— Request —
Please identify each row below that contains the word "road" and copy every such row in full.

Items drawn from a data source:
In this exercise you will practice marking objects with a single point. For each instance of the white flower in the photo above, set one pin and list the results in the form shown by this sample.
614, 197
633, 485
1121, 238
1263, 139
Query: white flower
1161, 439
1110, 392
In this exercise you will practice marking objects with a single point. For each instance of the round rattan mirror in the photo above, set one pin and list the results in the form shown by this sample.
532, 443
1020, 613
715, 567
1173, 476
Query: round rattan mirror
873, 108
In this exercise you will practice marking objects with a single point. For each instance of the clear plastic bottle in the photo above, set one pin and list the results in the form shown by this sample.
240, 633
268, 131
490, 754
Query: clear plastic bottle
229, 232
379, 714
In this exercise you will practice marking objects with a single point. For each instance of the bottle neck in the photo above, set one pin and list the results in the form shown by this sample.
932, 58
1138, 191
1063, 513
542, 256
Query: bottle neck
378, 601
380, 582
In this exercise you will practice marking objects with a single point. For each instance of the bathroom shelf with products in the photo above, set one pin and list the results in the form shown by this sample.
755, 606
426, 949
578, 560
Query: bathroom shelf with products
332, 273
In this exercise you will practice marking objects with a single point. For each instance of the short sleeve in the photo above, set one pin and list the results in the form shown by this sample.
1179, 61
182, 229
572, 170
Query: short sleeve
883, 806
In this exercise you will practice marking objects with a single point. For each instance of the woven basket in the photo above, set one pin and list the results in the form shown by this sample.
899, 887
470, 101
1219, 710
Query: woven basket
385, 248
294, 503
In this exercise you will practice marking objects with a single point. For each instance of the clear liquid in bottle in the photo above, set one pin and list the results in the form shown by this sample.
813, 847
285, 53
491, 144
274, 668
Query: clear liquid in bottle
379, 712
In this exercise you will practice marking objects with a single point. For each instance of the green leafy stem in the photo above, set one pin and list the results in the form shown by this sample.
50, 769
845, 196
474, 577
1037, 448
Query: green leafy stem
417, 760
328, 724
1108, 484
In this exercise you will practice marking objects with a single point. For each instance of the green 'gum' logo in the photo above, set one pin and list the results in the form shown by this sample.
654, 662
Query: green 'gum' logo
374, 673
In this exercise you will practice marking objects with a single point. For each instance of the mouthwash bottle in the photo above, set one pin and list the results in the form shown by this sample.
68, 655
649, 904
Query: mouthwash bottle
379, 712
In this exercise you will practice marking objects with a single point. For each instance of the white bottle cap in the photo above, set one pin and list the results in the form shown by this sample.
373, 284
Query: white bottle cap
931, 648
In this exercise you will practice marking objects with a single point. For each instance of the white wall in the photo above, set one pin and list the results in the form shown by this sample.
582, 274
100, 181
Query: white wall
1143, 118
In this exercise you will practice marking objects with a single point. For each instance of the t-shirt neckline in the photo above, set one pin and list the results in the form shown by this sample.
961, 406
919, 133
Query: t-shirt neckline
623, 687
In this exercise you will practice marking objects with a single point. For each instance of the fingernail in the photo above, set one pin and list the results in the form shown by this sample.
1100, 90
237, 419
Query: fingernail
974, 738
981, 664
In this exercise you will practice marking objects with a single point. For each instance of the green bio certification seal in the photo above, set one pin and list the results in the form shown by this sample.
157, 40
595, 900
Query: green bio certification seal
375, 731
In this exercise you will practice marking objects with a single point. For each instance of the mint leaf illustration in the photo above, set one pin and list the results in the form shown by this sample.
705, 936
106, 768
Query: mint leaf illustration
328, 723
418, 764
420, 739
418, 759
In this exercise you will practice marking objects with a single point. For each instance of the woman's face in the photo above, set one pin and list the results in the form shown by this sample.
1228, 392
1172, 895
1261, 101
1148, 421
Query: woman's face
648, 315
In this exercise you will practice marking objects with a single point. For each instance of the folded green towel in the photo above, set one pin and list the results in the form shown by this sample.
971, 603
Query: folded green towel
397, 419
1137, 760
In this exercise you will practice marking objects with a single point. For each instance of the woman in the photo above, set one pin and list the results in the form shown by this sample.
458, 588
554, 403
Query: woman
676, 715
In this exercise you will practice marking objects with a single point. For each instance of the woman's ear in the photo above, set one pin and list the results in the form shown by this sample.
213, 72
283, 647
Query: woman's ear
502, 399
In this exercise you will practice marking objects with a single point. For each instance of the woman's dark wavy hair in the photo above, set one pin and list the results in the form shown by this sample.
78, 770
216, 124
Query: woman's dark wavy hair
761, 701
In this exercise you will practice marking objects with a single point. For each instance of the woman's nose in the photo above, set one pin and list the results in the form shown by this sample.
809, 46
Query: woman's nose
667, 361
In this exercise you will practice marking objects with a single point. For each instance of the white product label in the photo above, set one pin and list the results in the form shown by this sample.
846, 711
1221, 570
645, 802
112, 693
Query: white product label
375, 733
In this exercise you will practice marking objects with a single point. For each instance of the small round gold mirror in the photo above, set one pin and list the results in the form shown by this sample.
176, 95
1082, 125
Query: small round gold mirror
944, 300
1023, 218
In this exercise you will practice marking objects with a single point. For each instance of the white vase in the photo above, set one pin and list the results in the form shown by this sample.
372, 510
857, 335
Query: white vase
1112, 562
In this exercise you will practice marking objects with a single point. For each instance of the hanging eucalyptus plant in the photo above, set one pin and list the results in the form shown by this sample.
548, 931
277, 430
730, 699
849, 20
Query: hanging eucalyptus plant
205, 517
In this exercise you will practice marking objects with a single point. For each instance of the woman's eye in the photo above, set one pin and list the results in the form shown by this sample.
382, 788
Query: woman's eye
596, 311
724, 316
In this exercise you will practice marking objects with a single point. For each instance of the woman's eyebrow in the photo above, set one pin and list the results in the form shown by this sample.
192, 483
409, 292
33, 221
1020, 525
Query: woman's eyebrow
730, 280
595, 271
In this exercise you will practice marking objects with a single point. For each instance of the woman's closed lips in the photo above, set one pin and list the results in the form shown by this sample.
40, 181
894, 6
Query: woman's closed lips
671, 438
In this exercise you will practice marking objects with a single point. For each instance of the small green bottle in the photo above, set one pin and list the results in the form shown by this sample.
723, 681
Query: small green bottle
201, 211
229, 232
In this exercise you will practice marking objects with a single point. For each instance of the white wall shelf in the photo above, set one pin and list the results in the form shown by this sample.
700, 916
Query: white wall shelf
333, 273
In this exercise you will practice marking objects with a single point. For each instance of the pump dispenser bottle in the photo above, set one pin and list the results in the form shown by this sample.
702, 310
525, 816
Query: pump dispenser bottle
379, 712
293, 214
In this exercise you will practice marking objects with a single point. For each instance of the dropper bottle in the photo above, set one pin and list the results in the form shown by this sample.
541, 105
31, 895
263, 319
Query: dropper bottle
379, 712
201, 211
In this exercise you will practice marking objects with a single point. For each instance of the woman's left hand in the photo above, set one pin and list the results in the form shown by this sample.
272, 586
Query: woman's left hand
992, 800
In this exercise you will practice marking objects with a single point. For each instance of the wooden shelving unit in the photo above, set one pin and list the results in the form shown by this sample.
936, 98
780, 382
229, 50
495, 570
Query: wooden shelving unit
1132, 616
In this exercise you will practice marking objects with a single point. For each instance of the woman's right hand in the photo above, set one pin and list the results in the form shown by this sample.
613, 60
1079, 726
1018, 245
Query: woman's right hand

* * *

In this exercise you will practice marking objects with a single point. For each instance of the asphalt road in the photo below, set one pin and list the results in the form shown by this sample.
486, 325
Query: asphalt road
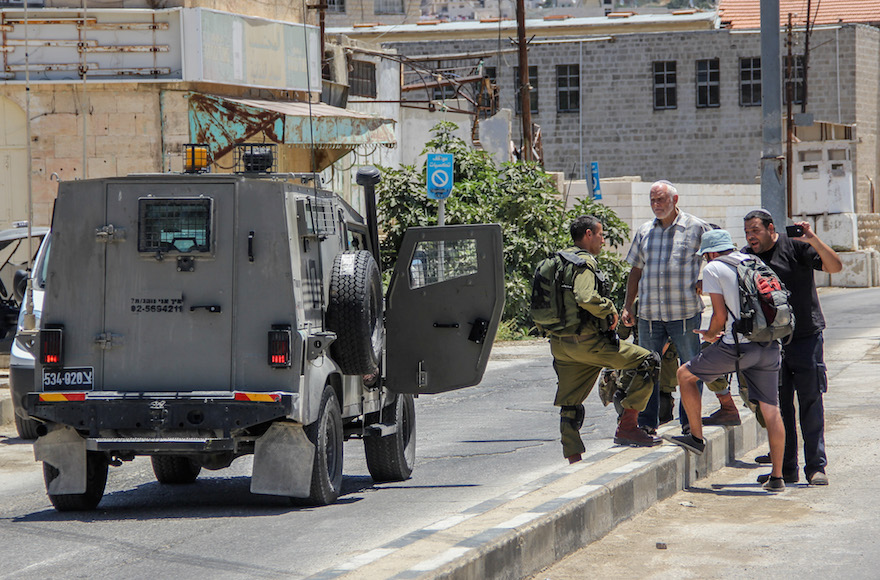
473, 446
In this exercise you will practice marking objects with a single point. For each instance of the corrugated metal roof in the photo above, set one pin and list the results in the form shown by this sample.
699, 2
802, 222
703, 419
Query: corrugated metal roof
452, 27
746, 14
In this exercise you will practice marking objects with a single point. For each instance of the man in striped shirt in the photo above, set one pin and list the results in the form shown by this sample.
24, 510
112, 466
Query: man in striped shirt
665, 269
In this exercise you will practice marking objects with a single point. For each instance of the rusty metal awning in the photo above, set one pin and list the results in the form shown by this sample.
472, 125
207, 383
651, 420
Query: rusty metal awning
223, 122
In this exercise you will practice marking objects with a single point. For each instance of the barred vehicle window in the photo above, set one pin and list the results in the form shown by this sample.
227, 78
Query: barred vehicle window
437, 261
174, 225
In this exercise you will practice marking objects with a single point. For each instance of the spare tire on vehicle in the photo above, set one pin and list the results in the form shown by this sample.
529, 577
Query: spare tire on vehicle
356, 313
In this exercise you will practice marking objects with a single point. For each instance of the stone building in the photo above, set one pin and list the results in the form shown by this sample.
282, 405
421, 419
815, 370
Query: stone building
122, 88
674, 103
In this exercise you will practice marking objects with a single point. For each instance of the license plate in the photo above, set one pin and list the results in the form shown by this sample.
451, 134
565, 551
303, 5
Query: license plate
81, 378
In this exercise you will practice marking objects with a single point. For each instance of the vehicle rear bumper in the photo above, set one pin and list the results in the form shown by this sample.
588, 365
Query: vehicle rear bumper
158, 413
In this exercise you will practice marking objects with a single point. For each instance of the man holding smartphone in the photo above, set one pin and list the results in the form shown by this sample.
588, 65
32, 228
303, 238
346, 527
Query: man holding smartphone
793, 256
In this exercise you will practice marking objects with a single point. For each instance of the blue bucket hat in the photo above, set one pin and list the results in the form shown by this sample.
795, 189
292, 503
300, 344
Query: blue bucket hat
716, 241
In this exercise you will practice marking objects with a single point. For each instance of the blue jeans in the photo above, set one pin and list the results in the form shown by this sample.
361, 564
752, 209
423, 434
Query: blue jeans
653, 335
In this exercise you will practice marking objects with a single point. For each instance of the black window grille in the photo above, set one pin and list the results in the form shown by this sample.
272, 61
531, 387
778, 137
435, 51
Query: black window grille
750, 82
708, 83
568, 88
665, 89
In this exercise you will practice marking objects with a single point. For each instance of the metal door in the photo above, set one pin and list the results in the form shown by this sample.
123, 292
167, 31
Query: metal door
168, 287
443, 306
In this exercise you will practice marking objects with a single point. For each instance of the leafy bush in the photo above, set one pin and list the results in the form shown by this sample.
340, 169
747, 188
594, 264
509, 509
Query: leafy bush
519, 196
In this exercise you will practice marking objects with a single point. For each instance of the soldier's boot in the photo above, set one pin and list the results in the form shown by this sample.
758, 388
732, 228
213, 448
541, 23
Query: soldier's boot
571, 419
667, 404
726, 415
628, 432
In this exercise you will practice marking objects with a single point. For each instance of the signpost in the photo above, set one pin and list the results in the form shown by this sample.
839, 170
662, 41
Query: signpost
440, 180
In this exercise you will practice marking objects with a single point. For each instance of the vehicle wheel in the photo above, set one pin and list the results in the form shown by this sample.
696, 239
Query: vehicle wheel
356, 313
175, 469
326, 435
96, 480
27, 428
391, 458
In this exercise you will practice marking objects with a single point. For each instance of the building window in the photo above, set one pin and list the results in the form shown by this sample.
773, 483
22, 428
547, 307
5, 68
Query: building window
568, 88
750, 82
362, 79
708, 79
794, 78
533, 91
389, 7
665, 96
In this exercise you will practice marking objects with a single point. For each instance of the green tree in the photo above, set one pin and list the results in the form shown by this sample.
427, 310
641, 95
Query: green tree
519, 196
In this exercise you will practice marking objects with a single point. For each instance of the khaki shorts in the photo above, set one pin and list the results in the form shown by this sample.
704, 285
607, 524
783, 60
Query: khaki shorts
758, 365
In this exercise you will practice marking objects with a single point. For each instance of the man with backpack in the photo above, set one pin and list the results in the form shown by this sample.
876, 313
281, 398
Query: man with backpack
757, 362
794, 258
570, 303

— Output of the exercise —
In this exercise you will practice marking objects with a single point. For each instance of the asphalt road in the photo below, set one pin and list the results in the form shown by this sample.
Query: asphalt road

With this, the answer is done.